— Required task —
Reproduce the records below without alteration, beginning at the line that contains "- **Target**: officer's forearm" and ending after the line that contains "[0,0,414,154]". Omit the pictures from your copy.

■ ■ ■ ■ ■ ■ ■

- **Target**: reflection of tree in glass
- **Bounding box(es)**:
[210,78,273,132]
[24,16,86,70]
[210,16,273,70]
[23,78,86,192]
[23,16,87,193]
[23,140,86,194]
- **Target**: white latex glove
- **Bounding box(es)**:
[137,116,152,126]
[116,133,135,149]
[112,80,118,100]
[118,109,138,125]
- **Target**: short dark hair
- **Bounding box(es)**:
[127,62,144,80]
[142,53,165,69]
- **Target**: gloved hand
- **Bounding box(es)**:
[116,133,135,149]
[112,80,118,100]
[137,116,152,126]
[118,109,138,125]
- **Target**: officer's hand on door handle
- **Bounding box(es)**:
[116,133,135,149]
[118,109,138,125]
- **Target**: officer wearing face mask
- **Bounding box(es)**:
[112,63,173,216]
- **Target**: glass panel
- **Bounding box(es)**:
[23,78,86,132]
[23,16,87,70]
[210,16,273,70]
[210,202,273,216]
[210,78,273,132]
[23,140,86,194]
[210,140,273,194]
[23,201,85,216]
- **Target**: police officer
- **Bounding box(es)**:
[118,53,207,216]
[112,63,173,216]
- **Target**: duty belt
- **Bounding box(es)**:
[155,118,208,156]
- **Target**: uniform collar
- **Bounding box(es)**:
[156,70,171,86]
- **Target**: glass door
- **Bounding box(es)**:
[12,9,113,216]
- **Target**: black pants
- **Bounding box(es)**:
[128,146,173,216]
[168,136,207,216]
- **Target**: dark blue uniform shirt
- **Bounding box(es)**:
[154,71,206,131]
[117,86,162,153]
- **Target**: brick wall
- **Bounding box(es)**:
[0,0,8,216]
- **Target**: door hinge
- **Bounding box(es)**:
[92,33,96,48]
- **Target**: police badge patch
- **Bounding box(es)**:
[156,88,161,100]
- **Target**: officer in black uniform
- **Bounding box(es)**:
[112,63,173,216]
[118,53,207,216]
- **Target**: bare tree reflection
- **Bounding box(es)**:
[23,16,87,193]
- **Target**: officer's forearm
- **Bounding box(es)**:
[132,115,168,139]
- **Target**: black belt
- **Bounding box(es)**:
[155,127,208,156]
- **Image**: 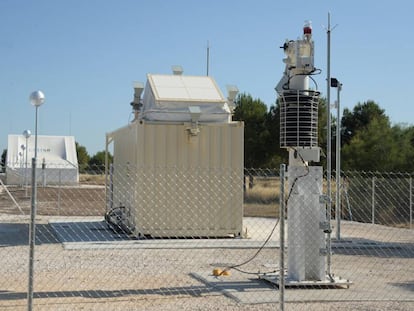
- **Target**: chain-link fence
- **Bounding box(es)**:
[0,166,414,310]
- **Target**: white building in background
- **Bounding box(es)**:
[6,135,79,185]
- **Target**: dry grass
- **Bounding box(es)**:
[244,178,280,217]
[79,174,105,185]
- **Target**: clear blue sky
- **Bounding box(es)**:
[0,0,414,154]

■ ■ ■ ■ ■ ■ ■

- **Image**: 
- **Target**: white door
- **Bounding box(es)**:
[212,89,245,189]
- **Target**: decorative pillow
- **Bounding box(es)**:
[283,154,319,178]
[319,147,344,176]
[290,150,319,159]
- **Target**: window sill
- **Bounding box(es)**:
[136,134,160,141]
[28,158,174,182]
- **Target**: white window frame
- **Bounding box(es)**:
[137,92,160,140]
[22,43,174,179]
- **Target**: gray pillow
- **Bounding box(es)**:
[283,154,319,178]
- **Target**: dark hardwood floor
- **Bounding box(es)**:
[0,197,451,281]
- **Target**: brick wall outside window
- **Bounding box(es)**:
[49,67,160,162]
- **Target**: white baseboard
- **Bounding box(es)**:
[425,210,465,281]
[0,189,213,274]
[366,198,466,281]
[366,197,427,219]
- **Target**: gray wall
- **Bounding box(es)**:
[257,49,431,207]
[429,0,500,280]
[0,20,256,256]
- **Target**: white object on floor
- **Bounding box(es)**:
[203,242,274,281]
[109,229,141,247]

■ ■ ■ ■ ■ ■ ■

— Task response —
- **Target**: officer's forearm
- **Bounding box(es)**:
[132,115,168,139]
- **Target**: black belt
- **Bounding box(es)**:
[155,127,208,156]
- **Image**: 
- **Target**: chain-link fence
- **Bounding box(es)**:
[0,166,414,310]
- **Target**: white building in background
- **Bounding box(es)**:
[6,135,79,185]
- **Target**: dry grass
- **Bounding box(es)**:
[244,178,280,217]
[79,174,105,185]
- **Target**: clear blue sky
- **Bounding box(es)**:
[0,0,414,154]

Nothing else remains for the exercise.